Saved entries
Content starts

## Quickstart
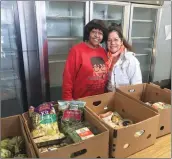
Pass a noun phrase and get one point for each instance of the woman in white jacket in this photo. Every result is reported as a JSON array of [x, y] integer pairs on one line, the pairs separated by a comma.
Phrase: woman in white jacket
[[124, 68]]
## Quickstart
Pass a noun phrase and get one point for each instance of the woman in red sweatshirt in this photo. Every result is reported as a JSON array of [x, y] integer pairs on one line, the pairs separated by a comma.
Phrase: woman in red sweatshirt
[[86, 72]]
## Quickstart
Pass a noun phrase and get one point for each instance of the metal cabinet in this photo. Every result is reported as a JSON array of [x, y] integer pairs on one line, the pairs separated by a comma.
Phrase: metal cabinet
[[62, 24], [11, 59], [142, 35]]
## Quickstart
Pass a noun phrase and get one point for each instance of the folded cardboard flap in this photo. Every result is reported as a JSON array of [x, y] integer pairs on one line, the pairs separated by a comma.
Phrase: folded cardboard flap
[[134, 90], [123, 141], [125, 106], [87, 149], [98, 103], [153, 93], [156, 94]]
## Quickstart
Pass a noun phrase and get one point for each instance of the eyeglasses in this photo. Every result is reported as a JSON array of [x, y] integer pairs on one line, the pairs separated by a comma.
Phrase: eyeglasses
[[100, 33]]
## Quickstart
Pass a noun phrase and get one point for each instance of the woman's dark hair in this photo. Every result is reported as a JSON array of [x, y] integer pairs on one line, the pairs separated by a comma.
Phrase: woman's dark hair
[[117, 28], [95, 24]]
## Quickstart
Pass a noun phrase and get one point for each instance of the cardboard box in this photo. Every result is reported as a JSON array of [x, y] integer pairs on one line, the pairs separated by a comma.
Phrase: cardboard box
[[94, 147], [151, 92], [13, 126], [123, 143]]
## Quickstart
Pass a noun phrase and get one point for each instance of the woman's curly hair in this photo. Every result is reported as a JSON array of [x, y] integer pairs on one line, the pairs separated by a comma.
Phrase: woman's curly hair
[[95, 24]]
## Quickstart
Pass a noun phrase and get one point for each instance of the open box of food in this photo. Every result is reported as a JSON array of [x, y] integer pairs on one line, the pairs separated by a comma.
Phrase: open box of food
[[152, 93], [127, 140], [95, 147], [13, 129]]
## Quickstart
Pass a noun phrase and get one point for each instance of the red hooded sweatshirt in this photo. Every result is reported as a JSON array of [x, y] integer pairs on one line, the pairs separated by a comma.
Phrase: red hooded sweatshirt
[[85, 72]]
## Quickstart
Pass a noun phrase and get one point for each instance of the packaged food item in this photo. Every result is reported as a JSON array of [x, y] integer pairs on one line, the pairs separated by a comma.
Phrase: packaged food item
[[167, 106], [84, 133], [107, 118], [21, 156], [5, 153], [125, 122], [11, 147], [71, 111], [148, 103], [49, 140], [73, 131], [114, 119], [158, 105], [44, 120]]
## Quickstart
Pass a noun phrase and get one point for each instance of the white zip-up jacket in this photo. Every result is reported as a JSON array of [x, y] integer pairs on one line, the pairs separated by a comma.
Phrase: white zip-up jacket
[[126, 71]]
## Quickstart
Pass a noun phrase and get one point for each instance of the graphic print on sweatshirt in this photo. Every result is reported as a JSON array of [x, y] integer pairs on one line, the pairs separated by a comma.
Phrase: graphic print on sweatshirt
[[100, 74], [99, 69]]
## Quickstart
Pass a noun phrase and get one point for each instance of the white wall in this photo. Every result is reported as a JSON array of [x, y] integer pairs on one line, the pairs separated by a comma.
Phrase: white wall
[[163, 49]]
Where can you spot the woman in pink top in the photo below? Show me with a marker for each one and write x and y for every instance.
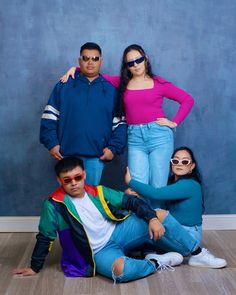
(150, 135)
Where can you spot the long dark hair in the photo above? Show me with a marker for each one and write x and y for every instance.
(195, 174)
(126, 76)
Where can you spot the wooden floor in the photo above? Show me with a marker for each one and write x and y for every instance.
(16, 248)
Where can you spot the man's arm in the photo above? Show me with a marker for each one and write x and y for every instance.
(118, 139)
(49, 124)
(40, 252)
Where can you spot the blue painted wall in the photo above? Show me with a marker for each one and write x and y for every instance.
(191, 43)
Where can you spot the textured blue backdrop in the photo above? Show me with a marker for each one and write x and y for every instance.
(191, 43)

Content ends

> DIRECTIONS FOR THIS TASK
Could you restate every entry above word for word, leaving out the pictures?

> SOLUTION TO THIS TASK
## Quickstart
Pass a noun phrase and get one point for each instance of the woman in white jacket in this photo. Every result is reported as a JSON array of [x, y] integer pairs on one line, the pairs separated by a comma.
Phrase: woman in white jacket
[[124, 68]]
## Quickstart
Pass a noun phrase and get one point for each instance of the woman in red sweatshirt in this photo. Every result is reported as a JSON array of [x, y] integer pairs on one line, the pairs separated by a comma.
Phrase: woman in red sweatshirt
[[86, 72]]
## Quickstart
Pass a noun phrase and get one point for each instance of the metal cabinet in this photo. Every result is reported as a JSON array of [x, y] integer pairs on one line, the pairs separated by a comma.
Phrase: metal cabinet
[[62, 24], [11, 59], [142, 35]]
## Quickstart
Pass a noun phrase and get one point for each instance of the folded cardboard flap in this photo. Every result is reported as a JSON array of [x, y] integer pairs on one line, the pairs separated by a comma.
Phrase: folded cardboard flap
[[134, 90], [123, 141], [125, 106], [87, 149], [98, 103], [153, 93], [156, 94]]
## Quickstart
Pass a noun phrase and get one point for each instance of the eyeglasses in this photo. Every result is reported as a JSON array of [x, y] integer pairs on one line, the pairs separated by a comma.
Phrase: eyeglasses
[[100, 33]]
## Quickstart
Pass a noun phrase and get one point for each instance of the woman's dark hair in this photo. Every result is reported as a JSON array of [x, y] integer pairs on one line, the pairs separated by a comma.
Phrase: woman's dark hair
[[117, 28], [95, 24]]
## Quickstart
Pass a noun phrase and get one point for each instance of the cardboard box in this photo. Every result is reported as a JSON array of [x, y] integer pairs on one line, the pairs separated by a comma.
Phrase: cardboard box
[[94, 147], [151, 92], [13, 126], [123, 143]]
## Quickstart
Pass a noun phrase and get one point for each instance of the woman's curly hair in this photo. Every result is reported as a JSON array of [x, y] integer pairs on one line, the pairs separated by a comma.
Phrase: woman's curly hair
[[95, 24]]
## Quickstart
Pass a noun phrase and get one point for each instance of the open box of food in this photo. Every result is reported as a JSON array of [x, y] integer pairs on one line, the pairs separated by a comma.
Phrase: open box of food
[[152, 93], [127, 140], [95, 147], [13, 129]]
## Quickstart
Pass a noun phrase and get one point for each instance of the red hooded sweatshirt in this photo. Every result is reported as a JSON array of [x, y] integer pairs on one line, the pairs separated by a comma.
Phrase: red hooded sweatshirt
[[85, 72]]
## Quickstart
Pass a noun phrase and get one point for each instance of the packaged food item in this photo. Every result is reported as a JSON array of [x, y] integer pairs on one line, the pairs separated by a comma.
Phrase: packaged food item
[[167, 106], [84, 133], [107, 118], [21, 156], [5, 153], [125, 122], [11, 147], [71, 111], [148, 103], [49, 140], [73, 131], [114, 119], [158, 105], [44, 120]]
## Quickstart
Pass a noun phrase and get one point for each instance of the white zip-up jacket in this photo. Every result is reported as a JSON array of [x, y] integer pairs on one line, the pairs separated by a comma.
Phrase: white zip-up jacket
[[126, 71]]
## Quickstart
Pass a noun phrase and get one point for each instance of the graphic print on sweatshirt in this photo. Every result is reported as a JSON array of [x, y] integer pairs on one line, the pairs separated by a comma.
Phrase: graphic print on sweatshirt
[[100, 74], [99, 69]]
## Quickstart
Pass a noun phrase and get one point for each instance of the white wall in this photo. Every result is reported as a JSON array of [x, y] integer pairs on one line, the pairs separated by a comma.
Phrase: white wall
[[163, 49]]
Where can you spot the woman in pink top in the photo below? Show me with a marker for each one and write x and y for every instance.
(150, 135)
Where can you spot the long dark hair in the photo above? Show me with a marker for each one and write x and y for every instance.
(195, 174)
(126, 76)
Where can you spot the wooden floor in the photo above? Show me with a marker for each one and write x and y for every instance.
(16, 248)
Where can you spot the man's arm in the photo above? Show me with a marker for each one and write x and y for every instance.
(118, 139)
(49, 124)
(40, 252)
Where can you spot the blue painted wall in the photo above? Show me with a marker for each one and write x and y for every instance.
(191, 43)
Where can you spot the textured blue backdrop in the photo above? Show me with a marker for each one and write x and y for every instance.
(191, 43)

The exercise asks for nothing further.